◆ Listing ◆
↓↓↓

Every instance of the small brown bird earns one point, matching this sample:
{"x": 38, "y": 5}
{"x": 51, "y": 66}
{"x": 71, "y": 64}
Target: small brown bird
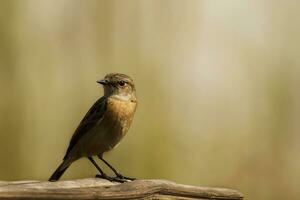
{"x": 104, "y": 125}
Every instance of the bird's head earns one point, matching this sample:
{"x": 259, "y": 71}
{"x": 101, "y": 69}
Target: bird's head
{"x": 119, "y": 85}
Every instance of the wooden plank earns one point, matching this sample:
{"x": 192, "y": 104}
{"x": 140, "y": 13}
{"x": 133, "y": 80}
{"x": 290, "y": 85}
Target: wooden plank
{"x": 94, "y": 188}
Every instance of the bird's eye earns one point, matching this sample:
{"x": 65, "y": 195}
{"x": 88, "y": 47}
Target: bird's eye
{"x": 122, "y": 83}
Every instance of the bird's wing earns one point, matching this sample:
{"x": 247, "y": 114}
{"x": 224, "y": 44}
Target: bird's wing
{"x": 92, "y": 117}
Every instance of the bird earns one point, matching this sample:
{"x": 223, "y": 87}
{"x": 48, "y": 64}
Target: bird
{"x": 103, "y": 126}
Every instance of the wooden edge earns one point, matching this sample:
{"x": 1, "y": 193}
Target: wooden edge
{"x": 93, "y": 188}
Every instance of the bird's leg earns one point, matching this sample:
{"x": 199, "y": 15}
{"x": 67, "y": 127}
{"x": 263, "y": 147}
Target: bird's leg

↑↑↑
↓↓↓

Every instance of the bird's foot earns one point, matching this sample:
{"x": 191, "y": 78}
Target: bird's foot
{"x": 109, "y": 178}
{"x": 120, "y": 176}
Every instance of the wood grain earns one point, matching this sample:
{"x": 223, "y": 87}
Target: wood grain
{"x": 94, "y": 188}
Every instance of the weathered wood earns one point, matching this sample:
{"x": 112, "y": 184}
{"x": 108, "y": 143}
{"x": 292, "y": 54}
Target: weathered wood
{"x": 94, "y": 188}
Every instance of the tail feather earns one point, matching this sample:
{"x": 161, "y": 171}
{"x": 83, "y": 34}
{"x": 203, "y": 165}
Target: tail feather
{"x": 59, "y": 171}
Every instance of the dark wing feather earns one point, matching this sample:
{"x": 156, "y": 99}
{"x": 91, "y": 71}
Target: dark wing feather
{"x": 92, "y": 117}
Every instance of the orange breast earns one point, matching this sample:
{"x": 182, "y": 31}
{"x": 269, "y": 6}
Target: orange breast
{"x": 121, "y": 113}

↑↑↑

◆ Exercise task ◆
Please write out the entries above word for word, everything from the line containing "Every instance of the small" down to the line containing "Target: bird's leg", both included, and leave the pictures out.

◆ In response ◆
Every instance of the small brown bird earns one point, matching this sample:
{"x": 38, "y": 5}
{"x": 51, "y": 66}
{"x": 71, "y": 64}
Target: small brown bird
{"x": 104, "y": 125}
Every instance of the bird's head earns one point, matching this sample:
{"x": 259, "y": 71}
{"x": 101, "y": 69}
Target: bird's head
{"x": 119, "y": 85}
Every instance of the wooden plank earns one point, matching this sample:
{"x": 192, "y": 104}
{"x": 140, "y": 13}
{"x": 133, "y": 80}
{"x": 290, "y": 85}
Target: wooden plank
{"x": 94, "y": 188}
Every instance of the bird's eye earns one point, matching this sample:
{"x": 65, "y": 195}
{"x": 88, "y": 47}
Target: bird's eye
{"x": 122, "y": 83}
Every instance of the bird's wing earns one point, matching this sample:
{"x": 247, "y": 114}
{"x": 224, "y": 44}
Target: bird's wing
{"x": 92, "y": 117}
Every instance of the bird earns one point, matching this sample:
{"x": 223, "y": 87}
{"x": 48, "y": 64}
Target: bird
{"x": 103, "y": 126}
Every instance of the wooden edge earns one point, matching this sample:
{"x": 1, "y": 193}
Target: wooden edge
{"x": 93, "y": 188}
Every instance of the bird's leg earns one point, matching this sample:
{"x": 199, "y": 15}
{"x": 67, "y": 127}
{"x": 263, "y": 147}
Target: bird's leg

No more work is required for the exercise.